Work to be completed —
Can you turn the lines below into a Markdown table with two columns, "Row" for the row number and "Line" for the line itself, skipping any blank lines?

Some records:
_ _ _ _ _ _ _

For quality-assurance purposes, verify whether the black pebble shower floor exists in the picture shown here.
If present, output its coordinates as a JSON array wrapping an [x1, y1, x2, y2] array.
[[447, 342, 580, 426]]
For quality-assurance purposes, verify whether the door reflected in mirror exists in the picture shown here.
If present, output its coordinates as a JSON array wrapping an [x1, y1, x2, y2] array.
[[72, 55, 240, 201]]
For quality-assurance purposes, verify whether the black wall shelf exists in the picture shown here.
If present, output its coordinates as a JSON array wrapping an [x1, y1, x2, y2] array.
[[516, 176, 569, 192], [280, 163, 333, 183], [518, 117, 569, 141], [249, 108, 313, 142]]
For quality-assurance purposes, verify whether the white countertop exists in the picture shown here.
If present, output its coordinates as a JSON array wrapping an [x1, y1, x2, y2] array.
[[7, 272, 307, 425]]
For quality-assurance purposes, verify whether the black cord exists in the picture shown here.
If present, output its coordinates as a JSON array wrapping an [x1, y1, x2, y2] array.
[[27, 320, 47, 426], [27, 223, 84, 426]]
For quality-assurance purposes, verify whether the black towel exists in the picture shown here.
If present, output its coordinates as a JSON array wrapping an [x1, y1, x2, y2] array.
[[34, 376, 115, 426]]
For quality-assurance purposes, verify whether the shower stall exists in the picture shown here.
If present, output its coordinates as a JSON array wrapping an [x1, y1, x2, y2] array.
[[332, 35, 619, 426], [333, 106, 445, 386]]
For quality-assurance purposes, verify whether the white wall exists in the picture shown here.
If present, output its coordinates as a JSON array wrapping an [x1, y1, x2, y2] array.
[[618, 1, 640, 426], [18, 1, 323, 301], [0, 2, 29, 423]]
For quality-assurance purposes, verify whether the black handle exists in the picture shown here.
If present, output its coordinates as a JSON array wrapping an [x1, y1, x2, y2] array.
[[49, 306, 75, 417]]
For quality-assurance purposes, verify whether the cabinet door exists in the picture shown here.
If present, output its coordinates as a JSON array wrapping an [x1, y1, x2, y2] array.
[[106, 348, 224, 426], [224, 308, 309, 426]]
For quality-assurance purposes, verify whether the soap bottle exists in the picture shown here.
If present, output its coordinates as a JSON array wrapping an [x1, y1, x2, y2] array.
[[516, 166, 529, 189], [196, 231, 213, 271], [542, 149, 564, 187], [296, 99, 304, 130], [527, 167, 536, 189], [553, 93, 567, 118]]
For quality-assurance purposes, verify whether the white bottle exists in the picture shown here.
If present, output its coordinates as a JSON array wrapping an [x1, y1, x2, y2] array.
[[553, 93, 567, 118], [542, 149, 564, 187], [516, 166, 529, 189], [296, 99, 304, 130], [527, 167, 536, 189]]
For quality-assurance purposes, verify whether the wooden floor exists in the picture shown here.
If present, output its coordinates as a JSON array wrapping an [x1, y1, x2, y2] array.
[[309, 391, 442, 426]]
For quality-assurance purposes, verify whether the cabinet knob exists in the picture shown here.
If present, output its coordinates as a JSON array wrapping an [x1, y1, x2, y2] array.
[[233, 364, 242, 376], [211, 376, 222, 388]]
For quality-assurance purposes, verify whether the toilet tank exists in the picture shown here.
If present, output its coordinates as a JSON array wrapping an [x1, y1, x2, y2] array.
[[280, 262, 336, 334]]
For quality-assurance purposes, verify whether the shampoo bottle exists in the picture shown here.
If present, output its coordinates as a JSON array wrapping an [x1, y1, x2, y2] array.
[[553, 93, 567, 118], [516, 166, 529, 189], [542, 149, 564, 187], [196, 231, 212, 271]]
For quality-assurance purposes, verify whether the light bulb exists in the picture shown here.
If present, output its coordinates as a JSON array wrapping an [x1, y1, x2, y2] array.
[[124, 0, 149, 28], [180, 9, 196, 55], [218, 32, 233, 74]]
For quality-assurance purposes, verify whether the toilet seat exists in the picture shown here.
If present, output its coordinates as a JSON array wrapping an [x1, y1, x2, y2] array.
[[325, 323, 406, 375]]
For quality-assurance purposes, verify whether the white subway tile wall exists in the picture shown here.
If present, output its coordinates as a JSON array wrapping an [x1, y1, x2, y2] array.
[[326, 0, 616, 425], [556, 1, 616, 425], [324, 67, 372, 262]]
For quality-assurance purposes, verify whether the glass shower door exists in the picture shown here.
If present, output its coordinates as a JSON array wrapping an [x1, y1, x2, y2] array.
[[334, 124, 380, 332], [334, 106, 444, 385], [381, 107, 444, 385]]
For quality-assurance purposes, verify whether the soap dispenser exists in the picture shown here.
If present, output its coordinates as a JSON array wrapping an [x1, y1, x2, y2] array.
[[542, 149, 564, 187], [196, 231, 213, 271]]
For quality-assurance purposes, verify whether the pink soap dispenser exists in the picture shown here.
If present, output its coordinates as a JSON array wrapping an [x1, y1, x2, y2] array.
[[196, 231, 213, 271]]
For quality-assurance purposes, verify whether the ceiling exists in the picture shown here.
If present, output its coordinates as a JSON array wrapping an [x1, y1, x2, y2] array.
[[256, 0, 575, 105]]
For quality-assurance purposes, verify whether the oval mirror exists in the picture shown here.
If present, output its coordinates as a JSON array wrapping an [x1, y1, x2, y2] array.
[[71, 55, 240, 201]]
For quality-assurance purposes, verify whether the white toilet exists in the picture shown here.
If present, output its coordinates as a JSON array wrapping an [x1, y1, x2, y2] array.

_ _ _ _ _ _ _

Completed task —
| Row | Line |
|---|---|
| 1 | For quality-assurance purposes, verify whether the black pebble shower floor exists in the picture shown here. |
| 2 | If present, output its coordinates as a JSON array wrapping an [x1, y1, x2, y2] array. |
| 3 | [[447, 342, 580, 426]] |
| 4 | For quality-assurance purposes, verify whether the door reflected in mirror exists in the picture shown here. |
| 5 | If present, output its coordinates as a JSON array wrapping an [x1, y1, x2, y2] array. |
| 6 | [[72, 55, 240, 201]] |
| 7 | For quality-assurance purposes, verify whether the black wall shelf exists in the picture shown here. |
| 8 | If present, output its coordinates as a JSON array wrapping an [x1, y1, x2, y2] array. |
| 9 | [[516, 176, 569, 192], [280, 163, 333, 183], [518, 117, 569, 141], [249, 108, 313, 142]] |
| 10 | For quality-assurance purposes, verify whether the white countertop exists in the picture shown here. |
| 11 | If present, output its coordinates as a JSON array wrapping an [x1, y1, x2, y2] array. |
| 12 | [[7, 272, 307, 425]] |
| 13 | For quality-assurance purposes, verify whether the black cord exists in the picture shown here. |
| 14 | If present, output its coordinates as a JSON array wrapping an [x1, y1, x2, y2] array. |
| 15 | [[27, 320, 47, 426], [27, 223, 84, 426]] |
| 16 | For quality-assurance purposes, verify whether the black towel exists in the picture shown here. |
| 17 | If present, output its coordinates as a JSON array wrapping an [x1, y1, x2, y2] array. |
| 18 | [[34, 376, 115, 426]] |
| 19 | For quality-assurance purposes, verify whether the shower stall exists in the picture shown here. |
| 20 | If present, output its coordinates as a JSON array wrapping an [x1, y1, x2, y2] array. |
| 21 | [[332, 35, 619, 426], [333, 106, 445, 386]] |
| 22 | For quality-assurance purposes, verify whether the white wall exists in the picture shown here. |
| 23 | If present, output its coordinates as a JSON array wrapping an [x1, y1, x2, y2] array. |
| 24 | [[618, 1, 640, 426], [18, 1, 323, 301], [0, 2, 29, 423]] |
| 25 | For quality-assurance purposes, verify whether the black handle exists in the picture shown here. |
| 26 | If present, output its coordinates as a JSON array wrapping an [x1, y1, x2, y2] array. |
| 27 | [[49, 306, 75, 417]] |
| 28 | For quality-assurance purposes, verify whether the cabinet door exists in the picture shown here. |
| 29 | If present, output its coordinates as a JSON array wrapping an [x1, y1, x2, y2] array. |
| 30 | [[106, 348, 224, 426], [224, 308, 309, 426]] |
| 31 | For quality-assurance purposes, verify whether the soap bottle exists in the picture shown here. |
| 32 | If present, output its coordinates as a JSON array wrapping an [x1, y1, x2, y2] array. |
| 33 | [[516, 166, 529, 189], [196, 231, 213, 271], [542, 149, 564, 187], [296, 99, 304, 130], [527, 167, 536, 189], [553, 93, 567, 118]] |
| 34 | For quality-assurance purposes, verify whether the white bottle exists in the picture shown here. |
| 35 | If present, output its coordinates as a JSON array wrapping an [x1, y1, x2, y2] array. |
| 36 | [[553, 93, 567, 118], [542, 149, 564, 187], [516, 166, 529, 189], [296, 99, 304, 130], [527, 167, 536, 189]] |
| 37 | For quality-assurance purposes, verify whether the wooden floor exists in the picture shown here. |
| 38 | If present, output its coordinates as a JSON array wrapping an [x1, y1, x2, y2] array. |
| 39 | [[309, 391, 442, 426]] |
| 40 | For quality-assurance purposes, verify whether the cabinet knob exists in the picture shown here. |
| 41 | If present, output its coordinates as a JSON array wrapping an [x1, y1, x2, y2] array. |
| 42 | [[233, 364, 242, 376], [211, 376, 222, 388]] |
| 43 | For quality-assurance purposes, verify whether the toilet tank exists in the picture shown here. |
| 44 | If present, output its coordinates as a JSON array wrapping an [x1, y1, x2, y2] array. |
| 45 | [[280, 262, 336, 334]] |
| 46 | For quality-assurance purposes, verify whether the shampoo bottle exists in the picture shown here. |
| 47 | If present, output its coordinates as a JSON array wrapping an [x1, y1, x2, y2] array. |
| 48 | [[553, 93, 567, 118], [516, 166, 529, 189], [542, 149, 564, 187], [196, 231, 212, 271]] |
| 49 | For quality-assurance purposes, verify whether the light bulb exists in the picture shown here. |
| 50 | If present, output its coordinates as a JSON array wrapping an [x1, y1, x2, y2] array. |
| 51 | [[124, 0, 149, 28], [180, 9, 196, 55], [218, 32, 233, 74]] |
| 52 | For quality-assurance purposes, verify whether the toilet seat exists in the picture shown here. |
| 53 | If present, output its coordinates as a JSON array wrapping an [x1, y1, x2, y2] array. |
| 54 | [[325, 323, 406, 375]] |
| 55 | For quality-assurance purposes, verify whether the white subway tile wall exists in the picture shown here. |
| 56 | If present, output its coordinates as a JSON array wrapping an [x1, y1, x2, y2] array. |
| 57 | [[326, 0, 616, 425], [556, 1, 616, 425], [324, 67, 372, 262]] |
| 58 | For quality-assurance purposes, verify whether the glass shower door exists in the picture shown here. |
| 59 | If present, output its coordinates as a JSON array wrapping an [x1, y1, x2, y2] array. |
| 60 | [[334, 124, 380, 332], [334, 106, 444, 385], [381, 107, 444, 385]] |
| 61 | For quality-assurance purposes, verify whether the soap dispenser exists in the picture shown here. |
| 62 | If present, output its coordinates as a JSON array wrapping an [x1, y1, x2, y2] array. |
| 63 | [[542, 149, 564, 187], [196, 231, 213, 271]] |
| 64 | For quality-assurance purposes, verify whether the pink soap dispenser exists in the picture shown here. |
| 65 | If present, output its coordinates as a JSON array wrapping an [x1, y1, x2, y2] array. |
| 66 | [[196, 231, 213, 271]] |
| 67 | For quality-assurance purposes, verify whether the ceiling exists in the picture shown here. |
| 68 | If present, output its coordinates as a JSON array wrapping an [x1, y1, x2, y2] array. |
| 69 | [[256, 0, 575, 105]] |
| 70 | For quality-assurance purposes, verify whether the oval mirror exists in the picture shown here. |
| 71 | If present, output its coordinates as a JSON array wrapping an [x1, y1, x2, y2] array. |
| 72 | [[71, 55, 240, 201]] |
| 73 | For quality-assurance purposes, verify whether the white toilet exists in the picture shown here. |
| 74 | If present, output its coordinates as a JSON array wrapping an [x1, y1, x2, y2] array. |